EXERCISES »
**1.** In the Madrid vaccine article, for how long is Madrid's regional government halting planned first doses of the Covid vaccine?
**2.** List every group the Madrid vaccine article names in the health ministry's strategy for who gets vaccinated first and next.
**3.** Carry on the Madrid vaccine article from its last sentence.

A young Spanish man receiving a vaccine - Susana Vera/Reuters
A young Spanish man receiving a vaccine - Susana Vera/Reuters

Madrid’s regional government has announced that it is halting all planned first doses of the Covid vaccine for two weeks, blaming a lack of supply of jabs from Spain’s national administration for its decision.

Ignacio Aguado, Madrid’s deputy president, said that the region’s health authority had received fewer vaccines than initially promised by the Spanish government, and claimed that the decision to reserve some of the first supplies from the end of December and early January was now vindicated.

“We will focus on delivering the second doses, which are so necessary,” Mr Aguado said.

Spain’s health ministry has marked out the strategy for regions to implement, with elderly care home residents and health workers the first risk groups to be vaccinated, and all other over-80s next on the list.

Regions are assigned a proportion of the vaccines imported by Spain according to the needs of their population, but the Spanish government recalculated those numbers partly based on the regions’ different speed of use when Pfizer’s delivery batch was less than expected last week.

DATA EXTRACT »
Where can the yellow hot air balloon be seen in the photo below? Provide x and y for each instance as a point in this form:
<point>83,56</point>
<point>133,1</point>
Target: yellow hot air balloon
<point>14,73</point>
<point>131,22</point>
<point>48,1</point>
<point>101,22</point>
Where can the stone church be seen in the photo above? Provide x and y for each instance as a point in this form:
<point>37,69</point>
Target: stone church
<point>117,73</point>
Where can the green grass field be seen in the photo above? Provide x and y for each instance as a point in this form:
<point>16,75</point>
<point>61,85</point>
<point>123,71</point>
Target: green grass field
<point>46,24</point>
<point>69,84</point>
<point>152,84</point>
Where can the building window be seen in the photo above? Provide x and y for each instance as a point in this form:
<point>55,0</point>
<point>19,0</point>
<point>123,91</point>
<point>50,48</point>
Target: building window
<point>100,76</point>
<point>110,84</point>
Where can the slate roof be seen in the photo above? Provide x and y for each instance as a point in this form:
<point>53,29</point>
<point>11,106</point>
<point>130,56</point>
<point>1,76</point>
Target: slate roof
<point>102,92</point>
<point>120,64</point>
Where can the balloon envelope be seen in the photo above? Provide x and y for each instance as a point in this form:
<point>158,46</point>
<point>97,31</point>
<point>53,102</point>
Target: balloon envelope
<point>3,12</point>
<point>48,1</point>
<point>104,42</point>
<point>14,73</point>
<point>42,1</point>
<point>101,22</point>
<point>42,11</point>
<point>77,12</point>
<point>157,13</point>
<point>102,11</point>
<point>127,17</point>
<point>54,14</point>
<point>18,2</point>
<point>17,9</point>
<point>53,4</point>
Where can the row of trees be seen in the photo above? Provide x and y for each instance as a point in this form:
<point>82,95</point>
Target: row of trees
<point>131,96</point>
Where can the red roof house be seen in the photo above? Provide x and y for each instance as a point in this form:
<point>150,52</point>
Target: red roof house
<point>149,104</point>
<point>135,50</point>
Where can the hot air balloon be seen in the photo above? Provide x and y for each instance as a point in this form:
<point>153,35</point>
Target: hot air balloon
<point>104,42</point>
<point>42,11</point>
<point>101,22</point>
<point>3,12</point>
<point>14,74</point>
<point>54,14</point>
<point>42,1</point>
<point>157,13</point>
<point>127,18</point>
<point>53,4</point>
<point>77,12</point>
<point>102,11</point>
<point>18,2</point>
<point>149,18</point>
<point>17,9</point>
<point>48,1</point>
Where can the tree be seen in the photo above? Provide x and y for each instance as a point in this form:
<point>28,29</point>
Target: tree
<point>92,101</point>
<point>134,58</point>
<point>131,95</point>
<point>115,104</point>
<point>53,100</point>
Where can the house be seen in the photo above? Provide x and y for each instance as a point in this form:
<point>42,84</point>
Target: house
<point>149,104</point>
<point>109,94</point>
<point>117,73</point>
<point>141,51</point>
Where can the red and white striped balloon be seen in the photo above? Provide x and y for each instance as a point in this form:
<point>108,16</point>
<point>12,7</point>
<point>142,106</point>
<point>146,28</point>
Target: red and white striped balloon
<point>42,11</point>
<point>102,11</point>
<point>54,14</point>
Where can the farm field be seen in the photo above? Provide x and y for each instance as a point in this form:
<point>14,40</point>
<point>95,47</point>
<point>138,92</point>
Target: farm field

RESPONSES PER TASK »
**1.** For two weeks.

**2.** Elderly care home residents, health workers, and all other over-80s.

**3.**
Madrid complained that it received only half of the scheduled 48,750 doses on January 18, forcing it to re-examine its strategy.

Madrid has used just under 170,000 doses, but only 4,000 have been second shots.

Faced with a similar problem, the region of Catalonia has taken a different approach and opted to delay the second dose for around 10,000 people beyond the three-week time lag recommended by Pfizer.

Catalonia’s health department noted that the European Medicines Agency based its approval of the Pfizer vaccine on the results of trials in which the time between doses ranged between 19 and 42 days.

Nationwide, just under 1.3 million doses have been administered in Spain in a month.

Given that the population stands at 47 million, the objective of reaching 70 per cent vaccination by the end of the summer remains a tall order.